* Start QUOTED TEXT *

By MICHAEL S. TEITELBAUM
Is there such an acute shortage of skilled scientists and engineers that
America's computer industry and research laboratories must recruit thousands
of foreign workers yearly in order to compete globally?
That's what Sun Microsystems, Intel, Microsoft and the National Association
of Manufacturers would have you believe. They successfully lobbied Congress to
drop proposals in its immigration bill that would have held down the number
of highly skilled foreign workers. Statistics, however, simply contradict
them. There is no shortage, there is a surplus.
Claims that there was a dearth of engineers began a decade ago, when Erich
Bloch, then-Director of the National Science Foundation, claimed that unless
action was taken, there would be a cumulative shortfall of 675,000 scientists
and engineers over the next two decades.
Congress poured in additional money. The National Science Foundation received
tens of millions of dollars for science and engineering education. And in
1990, Congress nearly tripled the number of permanent visas for highly skilled
immigrants.

* End QUOTED TEXT *

TO DO
Extend the essay above on the claimed shortage of American scientists and engineers with the next few paragraphs, starting after the sentence about Congress tripling visas for highly skilled immigrants.

* Start RECORDS *

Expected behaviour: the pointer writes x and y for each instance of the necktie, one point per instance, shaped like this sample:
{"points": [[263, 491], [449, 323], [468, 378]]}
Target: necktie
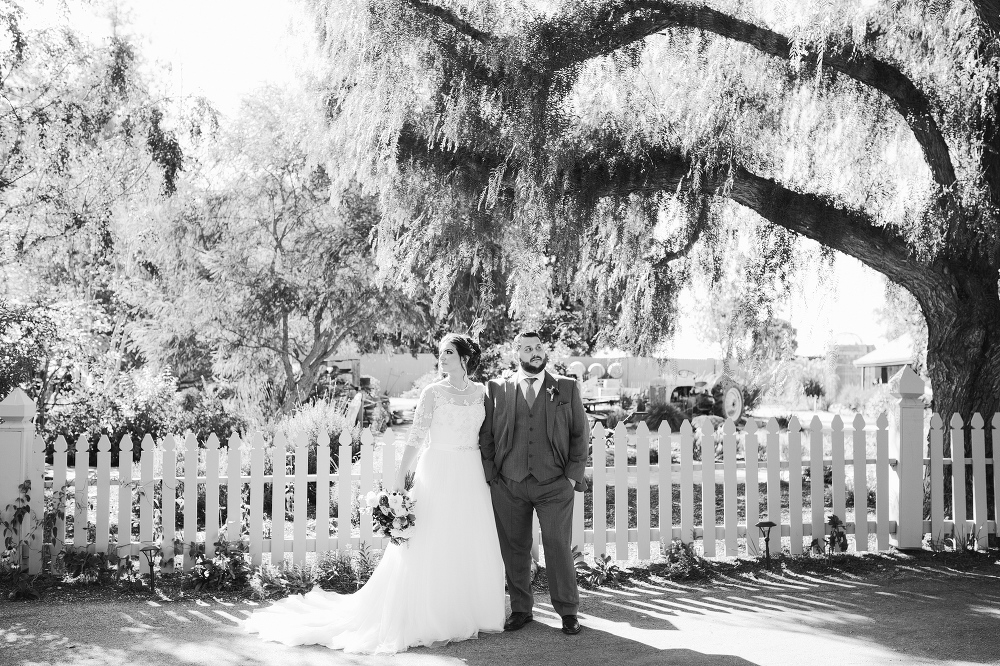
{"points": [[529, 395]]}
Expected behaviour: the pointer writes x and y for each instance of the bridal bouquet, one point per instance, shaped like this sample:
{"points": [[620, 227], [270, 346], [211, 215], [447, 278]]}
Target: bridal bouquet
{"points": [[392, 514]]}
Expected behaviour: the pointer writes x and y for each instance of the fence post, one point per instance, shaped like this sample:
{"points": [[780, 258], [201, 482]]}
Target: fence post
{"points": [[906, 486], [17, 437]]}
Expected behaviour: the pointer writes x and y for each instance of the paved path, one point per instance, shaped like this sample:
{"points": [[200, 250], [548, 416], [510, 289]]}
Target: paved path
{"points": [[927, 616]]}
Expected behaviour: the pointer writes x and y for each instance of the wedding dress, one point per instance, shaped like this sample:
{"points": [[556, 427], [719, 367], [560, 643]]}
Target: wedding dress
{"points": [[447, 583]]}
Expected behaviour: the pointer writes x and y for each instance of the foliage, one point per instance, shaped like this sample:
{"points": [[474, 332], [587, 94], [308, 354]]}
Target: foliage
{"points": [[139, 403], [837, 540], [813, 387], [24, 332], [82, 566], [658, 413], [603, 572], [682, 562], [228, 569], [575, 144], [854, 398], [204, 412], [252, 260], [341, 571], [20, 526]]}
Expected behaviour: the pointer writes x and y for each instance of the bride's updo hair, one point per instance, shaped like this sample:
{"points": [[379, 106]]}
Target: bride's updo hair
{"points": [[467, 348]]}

* End RECORDS *
* Start RECORDS *

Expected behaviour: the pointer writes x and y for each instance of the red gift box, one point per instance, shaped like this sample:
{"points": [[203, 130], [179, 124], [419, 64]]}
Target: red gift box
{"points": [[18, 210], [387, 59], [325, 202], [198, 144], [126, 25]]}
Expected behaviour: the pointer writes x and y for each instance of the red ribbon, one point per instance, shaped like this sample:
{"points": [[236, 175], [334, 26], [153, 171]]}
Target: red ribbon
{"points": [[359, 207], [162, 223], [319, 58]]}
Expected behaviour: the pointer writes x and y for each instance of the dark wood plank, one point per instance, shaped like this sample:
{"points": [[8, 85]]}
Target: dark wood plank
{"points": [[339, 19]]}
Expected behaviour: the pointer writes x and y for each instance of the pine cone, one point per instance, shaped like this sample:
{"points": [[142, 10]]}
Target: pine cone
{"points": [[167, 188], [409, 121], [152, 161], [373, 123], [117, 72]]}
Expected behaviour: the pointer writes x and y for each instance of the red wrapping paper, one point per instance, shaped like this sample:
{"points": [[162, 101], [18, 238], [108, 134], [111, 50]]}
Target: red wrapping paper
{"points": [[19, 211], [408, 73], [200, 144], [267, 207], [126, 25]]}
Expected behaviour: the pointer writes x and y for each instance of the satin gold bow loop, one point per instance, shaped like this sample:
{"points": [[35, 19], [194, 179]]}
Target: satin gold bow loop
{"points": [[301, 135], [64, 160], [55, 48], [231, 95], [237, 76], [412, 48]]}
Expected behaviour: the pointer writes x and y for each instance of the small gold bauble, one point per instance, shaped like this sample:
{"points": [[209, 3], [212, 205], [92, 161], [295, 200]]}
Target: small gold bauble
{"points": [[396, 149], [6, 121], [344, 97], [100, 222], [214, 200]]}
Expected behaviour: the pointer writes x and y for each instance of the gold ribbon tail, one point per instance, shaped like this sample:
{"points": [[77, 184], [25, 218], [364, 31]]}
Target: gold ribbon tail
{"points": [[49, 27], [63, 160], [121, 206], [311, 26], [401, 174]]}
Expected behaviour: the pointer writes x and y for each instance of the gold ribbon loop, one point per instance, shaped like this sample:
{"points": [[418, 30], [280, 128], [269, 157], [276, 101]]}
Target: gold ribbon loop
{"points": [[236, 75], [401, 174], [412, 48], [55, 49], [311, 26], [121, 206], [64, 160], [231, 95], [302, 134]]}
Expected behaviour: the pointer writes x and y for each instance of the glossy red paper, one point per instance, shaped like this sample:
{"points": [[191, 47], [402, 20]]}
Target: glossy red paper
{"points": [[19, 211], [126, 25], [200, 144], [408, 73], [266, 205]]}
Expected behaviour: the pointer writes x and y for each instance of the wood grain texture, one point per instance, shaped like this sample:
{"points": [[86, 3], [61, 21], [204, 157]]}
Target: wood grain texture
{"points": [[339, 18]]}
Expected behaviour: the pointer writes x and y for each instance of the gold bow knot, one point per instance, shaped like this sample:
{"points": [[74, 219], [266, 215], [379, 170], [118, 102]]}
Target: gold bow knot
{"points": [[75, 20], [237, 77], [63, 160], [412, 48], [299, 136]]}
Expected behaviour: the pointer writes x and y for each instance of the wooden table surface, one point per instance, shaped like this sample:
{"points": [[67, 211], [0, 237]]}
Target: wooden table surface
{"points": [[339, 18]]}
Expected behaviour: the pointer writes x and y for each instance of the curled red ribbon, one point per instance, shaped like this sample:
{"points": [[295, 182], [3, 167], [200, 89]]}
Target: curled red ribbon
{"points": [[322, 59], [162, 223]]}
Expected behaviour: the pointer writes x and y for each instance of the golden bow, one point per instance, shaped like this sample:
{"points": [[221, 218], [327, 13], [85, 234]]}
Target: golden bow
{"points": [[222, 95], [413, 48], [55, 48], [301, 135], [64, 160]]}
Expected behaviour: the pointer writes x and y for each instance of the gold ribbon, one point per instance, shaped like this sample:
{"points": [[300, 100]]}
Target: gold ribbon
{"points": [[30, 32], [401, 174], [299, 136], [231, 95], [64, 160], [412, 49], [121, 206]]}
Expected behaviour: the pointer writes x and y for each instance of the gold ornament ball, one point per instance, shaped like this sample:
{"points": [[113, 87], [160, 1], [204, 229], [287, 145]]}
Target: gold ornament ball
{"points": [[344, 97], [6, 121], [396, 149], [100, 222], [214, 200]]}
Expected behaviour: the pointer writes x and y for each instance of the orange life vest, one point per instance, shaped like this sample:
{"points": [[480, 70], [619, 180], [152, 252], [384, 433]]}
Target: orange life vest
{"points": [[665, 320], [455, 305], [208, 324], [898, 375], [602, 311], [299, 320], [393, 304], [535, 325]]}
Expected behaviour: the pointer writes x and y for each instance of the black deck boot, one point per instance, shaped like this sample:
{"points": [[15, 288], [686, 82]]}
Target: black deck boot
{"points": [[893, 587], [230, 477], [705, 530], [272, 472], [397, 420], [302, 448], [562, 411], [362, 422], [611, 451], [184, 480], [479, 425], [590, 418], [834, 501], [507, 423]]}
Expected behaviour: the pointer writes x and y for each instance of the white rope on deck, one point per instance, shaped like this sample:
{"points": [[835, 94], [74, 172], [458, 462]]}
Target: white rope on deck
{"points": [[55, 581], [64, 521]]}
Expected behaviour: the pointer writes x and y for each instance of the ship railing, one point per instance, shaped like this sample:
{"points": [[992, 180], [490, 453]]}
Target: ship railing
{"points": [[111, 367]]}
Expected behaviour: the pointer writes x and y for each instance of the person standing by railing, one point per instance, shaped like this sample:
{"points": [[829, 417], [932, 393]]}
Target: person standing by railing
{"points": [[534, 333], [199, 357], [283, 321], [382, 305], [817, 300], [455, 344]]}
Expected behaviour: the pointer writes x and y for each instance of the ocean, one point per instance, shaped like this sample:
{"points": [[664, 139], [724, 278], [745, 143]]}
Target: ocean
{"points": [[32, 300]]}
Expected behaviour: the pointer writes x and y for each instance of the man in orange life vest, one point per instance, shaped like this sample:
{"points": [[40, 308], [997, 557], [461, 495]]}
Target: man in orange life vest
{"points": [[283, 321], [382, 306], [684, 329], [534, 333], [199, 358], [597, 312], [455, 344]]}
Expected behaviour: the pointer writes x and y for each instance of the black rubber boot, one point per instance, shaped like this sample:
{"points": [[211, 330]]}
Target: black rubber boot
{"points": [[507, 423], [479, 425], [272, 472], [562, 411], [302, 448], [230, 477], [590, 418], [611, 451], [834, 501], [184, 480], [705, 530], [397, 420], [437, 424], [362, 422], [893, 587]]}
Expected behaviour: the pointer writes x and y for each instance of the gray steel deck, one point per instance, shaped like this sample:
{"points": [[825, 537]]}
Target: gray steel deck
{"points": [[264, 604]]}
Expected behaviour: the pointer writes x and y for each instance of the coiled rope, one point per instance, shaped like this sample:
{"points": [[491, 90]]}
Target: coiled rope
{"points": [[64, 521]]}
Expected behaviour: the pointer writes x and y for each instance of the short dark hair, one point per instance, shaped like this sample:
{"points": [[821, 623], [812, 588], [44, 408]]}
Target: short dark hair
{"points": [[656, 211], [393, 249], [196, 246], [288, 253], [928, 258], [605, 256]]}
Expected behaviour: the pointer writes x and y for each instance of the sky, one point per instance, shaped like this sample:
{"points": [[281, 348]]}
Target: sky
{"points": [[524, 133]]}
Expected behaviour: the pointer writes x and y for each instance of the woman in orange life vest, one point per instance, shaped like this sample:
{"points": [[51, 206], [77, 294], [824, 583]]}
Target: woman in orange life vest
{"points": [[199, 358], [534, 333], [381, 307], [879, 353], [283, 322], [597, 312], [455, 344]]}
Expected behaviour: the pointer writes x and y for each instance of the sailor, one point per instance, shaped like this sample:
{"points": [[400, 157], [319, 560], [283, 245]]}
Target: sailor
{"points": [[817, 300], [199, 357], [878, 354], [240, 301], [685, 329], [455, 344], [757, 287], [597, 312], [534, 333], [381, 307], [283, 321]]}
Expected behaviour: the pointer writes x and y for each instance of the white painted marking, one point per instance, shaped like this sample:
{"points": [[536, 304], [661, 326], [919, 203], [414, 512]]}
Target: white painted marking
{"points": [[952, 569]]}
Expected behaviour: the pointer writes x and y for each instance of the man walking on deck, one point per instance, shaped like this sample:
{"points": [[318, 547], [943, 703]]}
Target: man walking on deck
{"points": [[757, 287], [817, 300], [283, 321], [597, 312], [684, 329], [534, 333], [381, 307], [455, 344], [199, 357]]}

* End RECORDS *

ANSWER FOR THIS EXERCISE
Dramatic growth ensued. The number of science and engineering doctorates
reached record levels. Americans earningPh.D.'s in the sciences and
engineering increased 13 percent.
But the number of graduate student slots grew even more dramatically -- about
40 percent -- and most of this increase was filled by foreign students, who
often stayed to compete in the job market. Meanwhile, the United States also
sharply increased the number of foreign-born scientists and engineers it
admitted.
Alas, no shortage ever materialized, while global competition and the end of
the cold war did. High-tech corporations and defense contractors were forced
to downsize; state budget crises forced large universities to sharply reduce
their hiring of new faculty.
Unemployment among scientists and engineers remains much lower than for
low-skilled workers, as it does for all highly educated workers. Nonetheless,
tens of thousands of highly skilled professionals (scientists, engineers,
computer experts) have been laid off by such companies as I.B.M., AT &T,
Lockheed and Grumman, and job prospects for recently minted scientists and
engineers have plummeted.
It is an employers market. In much of the United States, stagnant or
declining salaries have been the trend. For instance, from 1968 to 1994, the
salary for an engineer with 10 years of experience declined 13 percent as
measured in constant dollars.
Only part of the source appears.